- **Short task**: Print the whole listing exactly.

Saved entries
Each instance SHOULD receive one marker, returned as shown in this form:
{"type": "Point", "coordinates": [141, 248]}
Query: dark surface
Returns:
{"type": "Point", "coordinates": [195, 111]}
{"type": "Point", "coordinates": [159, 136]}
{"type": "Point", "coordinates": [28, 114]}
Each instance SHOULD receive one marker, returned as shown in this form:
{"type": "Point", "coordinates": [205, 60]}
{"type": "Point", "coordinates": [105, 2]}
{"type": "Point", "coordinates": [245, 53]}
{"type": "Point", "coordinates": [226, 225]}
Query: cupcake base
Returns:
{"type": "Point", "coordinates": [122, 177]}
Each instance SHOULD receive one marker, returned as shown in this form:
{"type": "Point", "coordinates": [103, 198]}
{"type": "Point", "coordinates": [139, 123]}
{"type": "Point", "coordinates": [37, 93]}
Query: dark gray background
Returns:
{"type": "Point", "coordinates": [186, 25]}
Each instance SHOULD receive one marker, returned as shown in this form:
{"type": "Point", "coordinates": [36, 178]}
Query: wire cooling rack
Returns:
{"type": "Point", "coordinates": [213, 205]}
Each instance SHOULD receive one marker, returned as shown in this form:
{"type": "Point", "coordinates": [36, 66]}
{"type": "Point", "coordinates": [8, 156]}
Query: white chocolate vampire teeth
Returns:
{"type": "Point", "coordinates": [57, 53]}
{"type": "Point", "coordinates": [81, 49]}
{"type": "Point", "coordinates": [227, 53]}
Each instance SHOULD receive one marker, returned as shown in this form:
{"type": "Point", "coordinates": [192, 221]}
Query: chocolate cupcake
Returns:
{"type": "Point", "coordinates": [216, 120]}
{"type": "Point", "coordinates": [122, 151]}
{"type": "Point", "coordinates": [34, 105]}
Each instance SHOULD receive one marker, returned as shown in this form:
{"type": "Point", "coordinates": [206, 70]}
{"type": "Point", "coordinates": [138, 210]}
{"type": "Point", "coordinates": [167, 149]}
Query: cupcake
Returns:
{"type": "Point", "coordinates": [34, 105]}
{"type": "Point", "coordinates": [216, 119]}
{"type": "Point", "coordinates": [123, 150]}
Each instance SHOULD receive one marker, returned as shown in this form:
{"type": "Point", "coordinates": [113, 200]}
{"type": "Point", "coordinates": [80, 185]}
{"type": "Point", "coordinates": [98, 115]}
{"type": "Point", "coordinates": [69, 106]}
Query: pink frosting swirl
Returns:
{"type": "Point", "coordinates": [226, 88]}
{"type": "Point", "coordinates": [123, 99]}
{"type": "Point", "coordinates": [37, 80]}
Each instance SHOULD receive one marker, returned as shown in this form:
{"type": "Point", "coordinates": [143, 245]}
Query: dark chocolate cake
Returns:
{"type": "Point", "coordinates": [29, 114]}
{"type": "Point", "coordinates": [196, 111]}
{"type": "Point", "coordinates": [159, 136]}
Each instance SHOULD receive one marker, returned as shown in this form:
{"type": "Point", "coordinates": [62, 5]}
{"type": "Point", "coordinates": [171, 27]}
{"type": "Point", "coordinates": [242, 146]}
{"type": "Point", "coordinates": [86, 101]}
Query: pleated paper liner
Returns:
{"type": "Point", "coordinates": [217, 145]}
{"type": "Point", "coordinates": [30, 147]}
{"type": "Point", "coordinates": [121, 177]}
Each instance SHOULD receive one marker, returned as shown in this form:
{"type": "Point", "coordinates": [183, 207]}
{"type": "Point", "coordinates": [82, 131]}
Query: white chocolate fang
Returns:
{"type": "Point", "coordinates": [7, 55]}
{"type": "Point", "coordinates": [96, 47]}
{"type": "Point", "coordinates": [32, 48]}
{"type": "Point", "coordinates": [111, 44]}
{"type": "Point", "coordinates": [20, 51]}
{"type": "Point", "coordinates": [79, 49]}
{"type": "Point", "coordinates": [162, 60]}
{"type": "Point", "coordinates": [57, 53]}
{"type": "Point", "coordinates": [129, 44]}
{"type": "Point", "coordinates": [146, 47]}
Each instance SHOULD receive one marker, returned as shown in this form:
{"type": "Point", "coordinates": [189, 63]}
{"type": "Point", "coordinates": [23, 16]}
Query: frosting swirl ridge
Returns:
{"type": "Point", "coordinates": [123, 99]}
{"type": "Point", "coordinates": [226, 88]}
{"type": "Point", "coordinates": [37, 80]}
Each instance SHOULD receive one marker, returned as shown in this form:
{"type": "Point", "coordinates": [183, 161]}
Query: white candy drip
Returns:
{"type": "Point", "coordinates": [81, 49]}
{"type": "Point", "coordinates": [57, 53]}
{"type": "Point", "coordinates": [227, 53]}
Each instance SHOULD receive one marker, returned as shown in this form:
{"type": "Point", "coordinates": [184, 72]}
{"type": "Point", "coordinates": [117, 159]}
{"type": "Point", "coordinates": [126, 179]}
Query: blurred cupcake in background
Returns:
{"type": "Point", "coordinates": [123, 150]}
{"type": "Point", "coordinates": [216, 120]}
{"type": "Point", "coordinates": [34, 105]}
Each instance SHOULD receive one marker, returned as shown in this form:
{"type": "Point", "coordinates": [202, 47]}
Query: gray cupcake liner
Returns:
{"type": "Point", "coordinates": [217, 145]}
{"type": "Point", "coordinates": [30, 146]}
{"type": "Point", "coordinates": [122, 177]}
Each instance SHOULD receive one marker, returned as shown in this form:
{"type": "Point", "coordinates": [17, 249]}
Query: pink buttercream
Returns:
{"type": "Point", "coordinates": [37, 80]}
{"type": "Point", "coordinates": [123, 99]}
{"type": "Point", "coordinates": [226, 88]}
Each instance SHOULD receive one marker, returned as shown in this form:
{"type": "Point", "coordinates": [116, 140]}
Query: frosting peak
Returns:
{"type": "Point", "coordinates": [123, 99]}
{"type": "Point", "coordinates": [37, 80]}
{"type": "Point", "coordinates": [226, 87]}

- **Answer to the exercise**:
Each instance SHOULD receive one marker, returned as shown in this form:
{"type": "Point", "coordinates": [141, 248]}
Query: dark surface
Returns:
{"type": "Point", "coordinates": [195, 111]}
{"type": "Point", "coordinates": [159, 136]}
{"type": "Point", "coordinates": [28, 114]}
Each instance SHOULD receive one marker, returned as shown in this form:
{"type": "Point", "coordinates": [205, 60]}
{"type": "Point", "coordinates": [105, 2]}
{"type": "Point", "coordinates": [245, 53]}
{"type": "Point", "coordinates": [226, 225]}
Query: cupcake base
Returns:
{"type": "Point", "coordinates": [122, 177]}
Each instance SHOULD receive one marker, returned as shown in this form:
{"type": "Point", "coordinates": [103, 198]}
{"type": "Point", "coordinates": [139, 123]}
{"type": "Point", "coordinates": [37, 93]}
Query: dark gray background
Returns:
{"type": "Point", "coordinates": [186, 25]}
Each instance SHOULD receive one marker, returned as shown in this form:
{"type": "Point", "coordinates": [36, 178]}
Query: wire cooling rack
Returns:
{"type": "Point", "coordinates": [213, 205]}
Each instance SHOULD receive one marker, returned as shown in this form:
{"type": "Point", "coordinates": [36, 66]}
{"type": "Point", "coordinates": [8, 156]}
Query: white chocolate vampire teeth
Returns:
{"type": "Point", "coordinates": [57, 53]}
{"type": "Point", "coordinates": [81, 49]}
{"type": "Point", "coordinates": [227, 53]}
Each instance SHOULD receive one marker, returned as shown in this form:
{"type": "Point", "coordinates": [192, 221]}
Query: chocolate cupcake
Returns:
{"type": "Point", "coordinates": [216, 120]}
{"type": "Point", "coordinates": [122, 151]}
{"type": "Point", "coordinates": [34, 105]}
Each instance SHOULD receive one marker, returned as shown in this form:
{"type": "Point", "coordinates": [206, 70]}
{"type": "Point", "coordinates": [138, 210]}
{"type": "Point", "coordinates": [167, 149]}
Query: cupcake
Returns:
{"type": "Point", "coordinates": [34, 105]}
{"type": "Point", "coordinates": [216, 119]}
{"type": "Point", "coordinates": [123, 150]}
Each instance SHOULD receive one marker, returned as shown in this form:
{"type": "Point", "coordinates": [113, 200]}
{"type": "Point", "coordinates": [80, 185]}
{"type": "Point", "coordinates": [98, 115]}
{"type": "Point", "coordinates": [69, 106]}
Query: pink frosting swirl
Returns:
{"type": "Point", "coordinates": [226, 88]}
{"type": "Point", "coordinates": [123, 99]}
{"type": "Point", "coordinates": [37, 80]}
Each instance SHOULD receive one marker, returned as shown in this form:
{"type": "Point", "coordinates": [143, 245]}
Query: dark chocolate cake
Returns:
{"type": "Point", "coordinates": [29, 114]}
{"type": "Point", "coordinates": [196, 111]}
{"type": "Point", "coordinates": [159, 136]}
Each instance SHOULD receive one marker, returned as shown in this form:
{"type": "Point", "coordinates": [62, 5]}
{"type": "Point", "coordinates": [171, 27]}
{"type": "Point", "coordinates": [242, 146]}
{"type": "Point", "coordinates": [86, 101]}
Query: pleated paper liner
Returns:
{"type": "Point", "coordinates": [217, 145]}
{"type": "Point", "coordinates": [30, 147]}
{"type": "Point", "coordinates": [121, 177]}
Each instance SHOULD receive one marker, returned as shown in this form:
{"type": "Point", "coordinates": [183, 207]}
{"type": "Point", "coordinates": [82, 131]}
Query: white chocolate fang
Returns:
{"type": "Point", "coordinates": [7, 55]}
{"type": "Point", "coordinates": [96, 47]}
{"type": "Point", "coordinates": [32, 48]}
{"type": "Point", "coordinates": [111, 44]}
{"type": "Point", "coordinates": [20, 51]}
{"type": "Point", "coordinates": [79, 49]}
{"type": "Point", "coordinates": [162, 60]}
{"type": "Point", "coordinates": [57, 53]}
{"type": "Point", "coordinates": [129, 44]}
{"type": "Point", "coordinates": [146, 47]}
Each instance SHOULD receive one marker, returned as shown in this form:
{"type": "Point", "coordinates": [189, 63]}
{"type": "Point", "coordinates": [23, 16]}
Query: frosting swirl ridge
Returns:
{"type": "Point", "coordinates": [123, 99]}
{"type": "Point", "coordinates": [226, 88]}
{"type": "Point", "coordinates": [37, 80]}
Each instance SHOULD receive one marker, returned as shown in this form:
{"type": "Point", "coordinates": [183, 161]}
Query: white candy drip
Returns:
{"type": "Point", "coordinates": [81, 49]}
{"type": "Point", "coordinates": [57, 53]}
{"type": "Point", "coordinates": [227, 53]}
Each instance SHOULD receive one marker, returned as shown in this form:
{"type": "Point", "coordinates": [184, 72]}
{"type": "Point", "coordinates": [117, 159]}
{"type": "Point", "coordinates": [126, 179]}
Query: blurred cupcake in background
Returns:
{"type": "Point", "coordinates": [123, 150]}
{"type": "Point", "coordinates": [216, 120]}
{"type": "Point", "coordinates": [34, 105]}
Each instance SHOULD receive one marker, returned as shown in this form:
{"type": "Point", "coordinates": [202, 47]}
Query: gray cupcake liner
Returns:
{"type": "Point", "coordinates": [217, 145]}
{"type": "Point", "coordinates": [30, 146]}
{"type": "Point", "coordinates": [122, 177]}
Each instance SHOULD receive one marker, returned as shown in this form:
{"type": "Point", "coordinates": [17, 249]}
Query: pink buttercream
Returns:
{"type": "Point", "coordinates": [37, 80]}
{"type": "Point", "coordinates": [123, 99]}
{"type": "Point", "coordinates": [226, 88]}
Each instance SHOULD receive one marker, returned as shown in this form:
{"type": "Point", "coordinates": [116, 140]}
Query: frosting peak
Returns:
{"type": "Point", "coordinates": [123, 99]}
{"type": "Point", "coordinates": [37, 80]}
{"type": "Point", "coordinates": [226, 87]}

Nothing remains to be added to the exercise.